**DATA EXTRACT:**
══════

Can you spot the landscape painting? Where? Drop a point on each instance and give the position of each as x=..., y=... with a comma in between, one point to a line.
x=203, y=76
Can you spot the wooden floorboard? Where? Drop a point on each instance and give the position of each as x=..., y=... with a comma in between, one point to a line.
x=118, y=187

══════

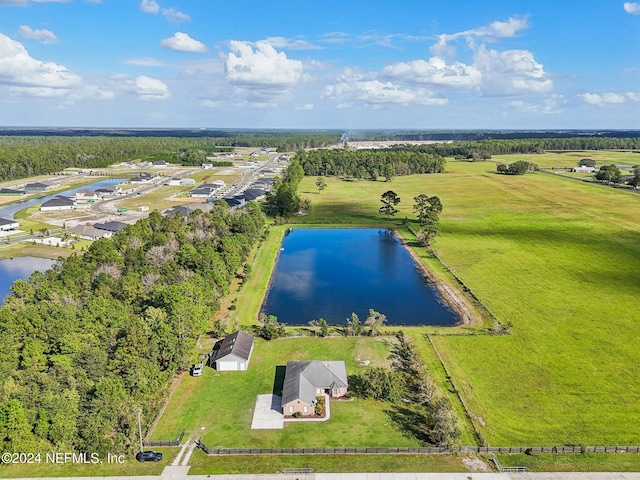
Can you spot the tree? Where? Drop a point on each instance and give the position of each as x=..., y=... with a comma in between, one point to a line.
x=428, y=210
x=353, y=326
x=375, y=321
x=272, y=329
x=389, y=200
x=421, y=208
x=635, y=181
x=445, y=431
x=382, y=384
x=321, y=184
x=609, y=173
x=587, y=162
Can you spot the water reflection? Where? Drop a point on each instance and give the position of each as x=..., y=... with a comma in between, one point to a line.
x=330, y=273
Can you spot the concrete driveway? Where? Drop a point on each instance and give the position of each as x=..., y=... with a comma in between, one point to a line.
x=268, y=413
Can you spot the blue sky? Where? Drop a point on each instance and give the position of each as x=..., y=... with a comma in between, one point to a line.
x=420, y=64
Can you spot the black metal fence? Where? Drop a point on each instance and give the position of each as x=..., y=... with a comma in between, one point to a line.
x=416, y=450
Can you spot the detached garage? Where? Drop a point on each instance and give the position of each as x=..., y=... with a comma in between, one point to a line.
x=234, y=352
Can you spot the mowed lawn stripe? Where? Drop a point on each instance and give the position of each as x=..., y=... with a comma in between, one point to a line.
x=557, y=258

══════

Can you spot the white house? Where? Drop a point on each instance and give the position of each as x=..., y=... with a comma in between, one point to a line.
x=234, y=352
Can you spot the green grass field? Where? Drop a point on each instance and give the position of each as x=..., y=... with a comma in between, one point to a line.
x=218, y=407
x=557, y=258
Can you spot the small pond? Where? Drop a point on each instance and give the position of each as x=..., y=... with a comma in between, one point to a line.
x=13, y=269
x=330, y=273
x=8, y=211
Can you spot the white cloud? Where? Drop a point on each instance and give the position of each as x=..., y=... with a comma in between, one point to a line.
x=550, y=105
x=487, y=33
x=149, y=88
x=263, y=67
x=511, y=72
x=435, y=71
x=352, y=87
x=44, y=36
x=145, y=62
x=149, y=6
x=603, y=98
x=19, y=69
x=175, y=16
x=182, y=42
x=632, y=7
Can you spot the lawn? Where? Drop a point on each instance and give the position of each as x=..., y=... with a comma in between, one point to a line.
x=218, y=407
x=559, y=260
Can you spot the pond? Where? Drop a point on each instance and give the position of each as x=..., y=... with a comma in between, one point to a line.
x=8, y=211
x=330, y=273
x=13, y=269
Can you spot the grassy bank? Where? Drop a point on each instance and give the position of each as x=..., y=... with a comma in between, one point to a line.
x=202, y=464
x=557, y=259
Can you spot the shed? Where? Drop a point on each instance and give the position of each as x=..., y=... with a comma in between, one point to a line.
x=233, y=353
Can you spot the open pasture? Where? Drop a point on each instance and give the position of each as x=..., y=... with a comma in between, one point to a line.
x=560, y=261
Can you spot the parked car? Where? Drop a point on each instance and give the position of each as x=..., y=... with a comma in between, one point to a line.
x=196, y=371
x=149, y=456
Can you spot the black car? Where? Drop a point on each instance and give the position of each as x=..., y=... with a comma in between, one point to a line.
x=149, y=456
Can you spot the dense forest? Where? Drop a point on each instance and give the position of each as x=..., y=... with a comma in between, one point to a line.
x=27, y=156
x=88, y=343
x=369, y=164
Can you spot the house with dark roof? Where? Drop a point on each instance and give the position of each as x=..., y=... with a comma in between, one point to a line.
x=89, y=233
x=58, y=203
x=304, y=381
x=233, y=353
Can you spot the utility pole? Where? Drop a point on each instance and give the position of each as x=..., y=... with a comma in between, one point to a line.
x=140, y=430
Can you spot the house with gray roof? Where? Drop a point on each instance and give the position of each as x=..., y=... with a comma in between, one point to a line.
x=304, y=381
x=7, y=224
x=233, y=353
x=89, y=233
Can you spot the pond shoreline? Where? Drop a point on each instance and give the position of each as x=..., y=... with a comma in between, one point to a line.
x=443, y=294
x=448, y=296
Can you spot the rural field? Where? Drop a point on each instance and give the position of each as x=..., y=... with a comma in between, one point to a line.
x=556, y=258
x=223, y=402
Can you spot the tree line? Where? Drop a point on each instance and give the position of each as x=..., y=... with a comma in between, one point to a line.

══════

**THE EXERCISE:** Retype from the data the part that opens with the line containing "Can you spot the landscape" and closes with the line containing "x=203, y=76", both lines included, exactly as they appear there.

**ANSWER TO THE TASK:**
Can you spot the landscape painting? Where? Drop a point on each instance and give the position of each as x=..., y=... with a comma in between, one point to a line.
x=203, y=76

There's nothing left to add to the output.